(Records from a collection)
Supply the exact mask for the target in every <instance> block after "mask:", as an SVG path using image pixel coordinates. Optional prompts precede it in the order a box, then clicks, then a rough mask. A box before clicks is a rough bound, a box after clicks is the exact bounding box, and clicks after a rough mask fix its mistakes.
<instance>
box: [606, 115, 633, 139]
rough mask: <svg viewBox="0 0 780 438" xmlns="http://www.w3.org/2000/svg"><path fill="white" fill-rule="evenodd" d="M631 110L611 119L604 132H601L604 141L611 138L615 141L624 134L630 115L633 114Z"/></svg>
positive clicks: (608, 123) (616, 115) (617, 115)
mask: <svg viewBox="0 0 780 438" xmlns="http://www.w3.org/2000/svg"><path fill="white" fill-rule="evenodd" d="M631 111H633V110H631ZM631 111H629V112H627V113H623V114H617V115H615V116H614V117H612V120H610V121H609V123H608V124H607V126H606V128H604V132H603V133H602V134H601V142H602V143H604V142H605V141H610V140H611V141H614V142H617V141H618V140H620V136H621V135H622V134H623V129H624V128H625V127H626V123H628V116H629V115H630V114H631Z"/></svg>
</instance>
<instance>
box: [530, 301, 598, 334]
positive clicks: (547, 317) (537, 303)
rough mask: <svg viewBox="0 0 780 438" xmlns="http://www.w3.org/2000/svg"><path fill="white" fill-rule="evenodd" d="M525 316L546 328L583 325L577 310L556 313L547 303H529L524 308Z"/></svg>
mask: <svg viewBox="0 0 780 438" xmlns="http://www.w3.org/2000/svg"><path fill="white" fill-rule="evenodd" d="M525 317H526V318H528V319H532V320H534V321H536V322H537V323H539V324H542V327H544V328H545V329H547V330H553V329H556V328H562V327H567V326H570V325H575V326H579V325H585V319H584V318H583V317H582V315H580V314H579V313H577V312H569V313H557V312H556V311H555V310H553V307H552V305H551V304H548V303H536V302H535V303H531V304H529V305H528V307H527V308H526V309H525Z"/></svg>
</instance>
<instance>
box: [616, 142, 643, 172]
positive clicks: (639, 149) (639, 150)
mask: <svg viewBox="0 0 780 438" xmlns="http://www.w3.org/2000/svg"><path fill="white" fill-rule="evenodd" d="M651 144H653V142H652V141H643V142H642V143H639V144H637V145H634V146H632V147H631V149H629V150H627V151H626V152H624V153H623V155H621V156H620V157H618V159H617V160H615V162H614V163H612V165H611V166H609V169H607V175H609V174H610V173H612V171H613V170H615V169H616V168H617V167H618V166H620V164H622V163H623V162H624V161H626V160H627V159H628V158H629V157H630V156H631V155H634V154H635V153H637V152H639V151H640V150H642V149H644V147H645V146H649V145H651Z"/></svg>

What is needed: Would you set down all the lines above, exactly and in full?

Result of the exercise:
Supply the exact mask for the target in every <instance> block after "mask:", as an SVG path using image pixel coordinates. Optional prompts precede it in the order a box, then clicks, then a rough mask. A box before clicks is a rough bound, a box after clicks is the exact bounding box, and clicks after a rough mask fix its mistakes.
<instance>
box: [606, 115, 633, 139]
rough mask: <svg viewBox="0 0 780 438" xmlns="http://www.w3.org/2000/svg"><path fill="white" fill-rule="evenodd" d="M631 110L611 119L604 132H601L604 141L611 138L615 141L624 134L630 115L633 114Z"/></svg>
positive clicks: (608, 123) (616, 115) (617, 115)
mask: <svg viewBox="0 0 780 438" xmlns="http://www.w3.org/2000/svg"><path fill="white" fill-rule="evenodd" d="M631 111H633V110H631ZM631 111H629V112H627V113H623V114H617V115H615V116H614V117H612V120H610V121H609V123H608V124H607V126H606V128H604V132H603V133H602V134H601V142H602V143H604V142H605V141H610V140H611V141H614V142H617V141H618V140H620V136H621V135H622V134H623V129H624V128H625V127H626V123H628V116H629V115H630V114H631Z"/></svg>
</instance>
<instance>
box: [530, 301, 598, 334]
positive clicks: (547, 317) (537, 303)
rough mask: <svg viewBox="0 0 780 438" xmlns="http://www.w3.org/2000/svg"><path fill="white" fill-rule="evenodd" d="M525 316L546 328L583 325L577 310L556 313L547 303H529L524 308Z"/></svg>
mask: <svg viewBox="0 0 780 438" xmlns="http://www.w3.org/2000/svg"><path fill="white" fill-rule="evenodd" d="M525 317H526V318H528V319H532V320H534V321H536V322H537V323H539V324H542V327H544V328H545V329H547V330H553V329H556V328H562V327H567V326H570V325H575V326H579V325H585V319H584V318H583V317H582V315H580V314H579V313H577V312H569V313H557V312H556V311H555V310H553V307H552V305H551V304H548V303H536V302H535V303H531V304H529V305H528V307H527V308H526V309H525Z"/></svg>
</instance>
<instance>
box: [616, 142, 643, 172]
positive clicks: (639, 149) (639, 150)
mask: <svg viewBox="0 0 780 438" xmlns="http://www.w3.org/2000/svg"><path fill="white" fill-rule="evenodd" d="M651 144H653V142H652V141H643V142H642V143H639V144H637V145H634V146H632V147H631V149H629V150H627V151H626V152H624V153H623V155H621V156H620V157H618V159H617V160H615V162H614V163H612V165H611V166H609V169H607V175H609V174H610V173H612V171H613V170H615V169H616V168H617V167H618V166H620V164H622V163H623V162H624V161H626V160H627V159H628V158H629V157H630V156H631V155H634V154H635V153H637V152H639V151H640V150H642V149H644V147H645V146H649V145H651Z"/></svg>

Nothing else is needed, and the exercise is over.